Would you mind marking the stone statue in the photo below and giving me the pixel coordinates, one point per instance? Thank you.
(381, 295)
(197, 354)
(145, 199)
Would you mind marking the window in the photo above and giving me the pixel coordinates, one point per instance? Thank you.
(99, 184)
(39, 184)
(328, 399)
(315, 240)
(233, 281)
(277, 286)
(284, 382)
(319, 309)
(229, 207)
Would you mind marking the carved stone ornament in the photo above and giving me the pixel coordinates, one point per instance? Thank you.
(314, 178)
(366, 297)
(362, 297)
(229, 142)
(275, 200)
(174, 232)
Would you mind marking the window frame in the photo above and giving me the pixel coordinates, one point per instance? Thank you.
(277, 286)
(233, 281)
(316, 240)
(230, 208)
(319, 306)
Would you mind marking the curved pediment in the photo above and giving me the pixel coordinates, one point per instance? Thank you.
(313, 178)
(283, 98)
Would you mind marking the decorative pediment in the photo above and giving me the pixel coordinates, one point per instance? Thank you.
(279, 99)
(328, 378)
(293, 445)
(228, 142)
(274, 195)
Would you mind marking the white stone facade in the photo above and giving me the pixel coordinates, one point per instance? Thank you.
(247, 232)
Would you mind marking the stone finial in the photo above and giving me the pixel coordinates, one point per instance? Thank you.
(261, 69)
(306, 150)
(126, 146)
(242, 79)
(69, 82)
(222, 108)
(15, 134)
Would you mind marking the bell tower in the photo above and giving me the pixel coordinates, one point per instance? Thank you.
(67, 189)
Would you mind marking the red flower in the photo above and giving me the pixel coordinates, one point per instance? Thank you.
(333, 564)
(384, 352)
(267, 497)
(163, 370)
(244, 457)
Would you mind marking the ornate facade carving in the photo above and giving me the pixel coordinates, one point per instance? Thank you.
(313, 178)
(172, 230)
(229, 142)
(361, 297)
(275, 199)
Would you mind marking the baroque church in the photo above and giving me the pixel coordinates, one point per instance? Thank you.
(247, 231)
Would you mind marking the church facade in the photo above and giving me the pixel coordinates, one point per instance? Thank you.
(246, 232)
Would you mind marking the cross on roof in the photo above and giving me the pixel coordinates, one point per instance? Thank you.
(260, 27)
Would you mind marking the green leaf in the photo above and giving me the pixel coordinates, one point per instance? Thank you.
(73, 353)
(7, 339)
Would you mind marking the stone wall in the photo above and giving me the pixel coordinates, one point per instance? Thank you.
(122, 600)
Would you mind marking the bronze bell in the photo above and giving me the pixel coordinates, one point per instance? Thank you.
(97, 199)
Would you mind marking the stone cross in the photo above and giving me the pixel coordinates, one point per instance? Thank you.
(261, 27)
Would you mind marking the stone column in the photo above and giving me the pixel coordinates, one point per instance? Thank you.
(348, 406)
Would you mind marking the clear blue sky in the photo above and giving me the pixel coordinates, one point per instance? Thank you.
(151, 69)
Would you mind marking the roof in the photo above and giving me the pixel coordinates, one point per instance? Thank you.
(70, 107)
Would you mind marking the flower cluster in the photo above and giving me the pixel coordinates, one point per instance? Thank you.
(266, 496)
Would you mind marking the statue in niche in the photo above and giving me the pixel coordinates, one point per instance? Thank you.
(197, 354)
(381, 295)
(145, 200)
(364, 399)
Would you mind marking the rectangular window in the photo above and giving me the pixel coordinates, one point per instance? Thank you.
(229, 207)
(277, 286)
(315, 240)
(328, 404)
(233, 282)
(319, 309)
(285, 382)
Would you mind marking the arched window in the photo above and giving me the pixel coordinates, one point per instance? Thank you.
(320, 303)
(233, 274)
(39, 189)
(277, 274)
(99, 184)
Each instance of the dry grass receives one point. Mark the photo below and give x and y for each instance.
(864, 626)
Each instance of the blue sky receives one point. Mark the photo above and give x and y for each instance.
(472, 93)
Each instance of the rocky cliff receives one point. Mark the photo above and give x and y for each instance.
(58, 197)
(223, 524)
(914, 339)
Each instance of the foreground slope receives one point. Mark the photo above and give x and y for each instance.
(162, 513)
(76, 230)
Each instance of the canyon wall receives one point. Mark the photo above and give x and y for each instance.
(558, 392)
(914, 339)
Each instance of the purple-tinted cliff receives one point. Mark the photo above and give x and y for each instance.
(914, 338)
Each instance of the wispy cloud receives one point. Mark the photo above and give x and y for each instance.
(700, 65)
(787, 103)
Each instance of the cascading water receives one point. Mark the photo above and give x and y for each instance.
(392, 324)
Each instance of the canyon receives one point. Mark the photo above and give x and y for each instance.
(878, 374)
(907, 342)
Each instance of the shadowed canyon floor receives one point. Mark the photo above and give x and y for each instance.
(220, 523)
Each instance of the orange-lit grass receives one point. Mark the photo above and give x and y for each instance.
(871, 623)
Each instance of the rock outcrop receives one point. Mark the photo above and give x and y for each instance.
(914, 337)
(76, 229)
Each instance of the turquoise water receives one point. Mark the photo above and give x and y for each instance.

————

[Problem details]
Go through the lines above and change each "instance" to "object", leaving everything else untouched.

[Full solution]
Would you mind marking the stone statue in the photo below and giving me the pixel coordinates, one point per object? Thank you.
(381, 295)
(197, 354)
(145, 199)
Would you mind marking the window in the photo above and giving me the pixel coordinates, one point per object? Thank you.
(99, 184)
(39, 184)
(328, 399)
(315, 240)
(233, 281)
(277, 286)
(284, 382)
(319, 309)
(229, 207)
Would you mind marking the carved stone ornament in the photo above and giving me the pixel coordinates, one point per object? Thank you.
(314, 178)
(366, 297)
(362, 297)
(229, 142)
(275, 200)
(174, 232)
Would you mind marking the window frame in the photo above and giving me the pixel coordinates, one point per object? Thank you.
(277, 286)
(233, 281)
(316, 240)
(230, 208)
(319, 306)
Would you mind marking the curved pediment in the photo above and giving me the pixel coordinates, one point per object? Thank you.
(313, 178)
(283, 98)
Would you mind marking the decorative pediment in the photo above and giving me the pixel coordinates, one point per object? Thank you.
(279, 99)
(328, 378)
(293, 445)
(228, 142)
(274, 195)
Would you mind marking the white stone facade in the photo above and giving me the pixel coordinates, one point per object? Thank you.
(247, 232)
Would you mind marking the stone finial in the photo above and giving me the pixel coordinates, one point per object? Thank you.
(261, 69)
(306, 150)
(126, 146)
(242, 79)
(69, 82)
(222, 108)
(15, 134)
Would you mind marking the bell tower in the photo above and giving me the pixel coordinates, one point per object? Thank you.
(67, 189)
Would you mind marking the red flower in the photo above and giving me the pixel coordinates, one point per object? Thank you.
(333, 564)
(384, 352)
(267, 497)
(163, 370)
(244, 457)
Would you mind marking the ornate facade carving in the photo above and giving me the pixel coordinates, one point per object? Thank you.
(313, 178)
(172, 230)
(229, 142)
(361, 297)
(275, 199)
Would you mind marking the baroque church in the photo above and giving me the pixel coordinates, one point per object? Thank you.
(247, 231)
Would you mind marking the church facade in the photo above and giving me the pixel coordinates, one point per object? Thank you.
(246, 232)
Would you mind marking the cross on roof in the photo above and giving me the pixel coordinates, one point per object? Thank you.
(260, 27)
Would you mind marking the green leaf in the photo above and giving me the pixel coordinates, one point per object? Thank you.
(73, 353)
(7, 339)
Would you mind marking the stone wall in the photo above and giving me the pixel coordinates, one point per object? Thank you.
(122, 600)
Would you mind marking the bronze bell in the photo above and giving me the pixel coordinates, one point per object? Thank you.
(97, 199)
Would you mind marking the stone cross in the photo above and giving me the pixel coordinates, one point per object? Thank you.
(261, 27)
Would you mind marking the stone column in the photo above and giving me the pixel coordinates, one point per object? Thank you.
(348, 406)
Would you mind marking the clear blue sky in the photo above and giving me the pixel coordinates, one point per object? Thank you.
(151, 69)
Would you mind marking the roof in the photo above and giving me the pixel coordinates, one point per object? Thank you.
(70, 107)
Would you mind marking the flower cluster in the photo above and giving me the pixel coordinates, one point per object? Thank you.
(266, 496)
Would you mind marking the statue in niche in the photo above and giving me the pixel coordinates, one point per object? Thank you.
(197, 354)
(381, 295)
(145, 200)
(364, 399)
Would you mind marking the rectangular window in the photo above and giving me the pixel coordinates, one point per object? Thank you.
(229, 207)
(277, 286)
(315, 240)
(328, 404)
(233, 282)
(319, 309)
(285, 382)
Would you mind marking the arched window in the photo above and giving me the pixel coordinates, one point per object? Thank you.
(320, 303)
(233, 274)
(39, 189)
(277, 274)
(99, 184)
Each object of the dry grass receives one point. Mark the photo below and give x and y for each object.
(864, 626)
Each object of the blue sky receives one point. Mark the photo above and give x and y for each object.
(472, 93)
Each object of the rocky cliff receives one point. Mark the photo above and give x and y for each object.
(58, 197)
(223, 524)
(914, 339)
Each object of the foreground slope receives one point. Mark the photo above and give x and y for each object.
(162, 513)
(76, 230)
Each object of the canyon wall receives one point. Mark the photo above and give x and y for each object.
(558, 392)
(914, 339)
Each object of the purple-tinted cliff receives one point. Mark the photo above and give x and y for each object.
(914, 338)
Each object of the wispy cloud receives one point. Mark the photo above and give x and y for each object.
(700, 65)
(787, 103)
Each object of the cascading water receives one point. Mark the photo above and give x and y for each object.
(392, 324)
Each object of the canyon receives one point. Mark the photo above and give x and y for each object.
(878, 374)
(907, 342)
Each object of the shadowed canyon floor receives one point. Mark the photo above and give x and y for each object.
(220, 523)
Each object of the orange-lit grass receives one point. Mark the photo above and give x and y for each object.
(871, 623)
Each object of the rock outcrop receives one point. Mark the photo above and give x and y for each object.
(914, 337)
(76, 229)
Each object of the turquoise water receives one point. Mark the photo above and give x and y for each object.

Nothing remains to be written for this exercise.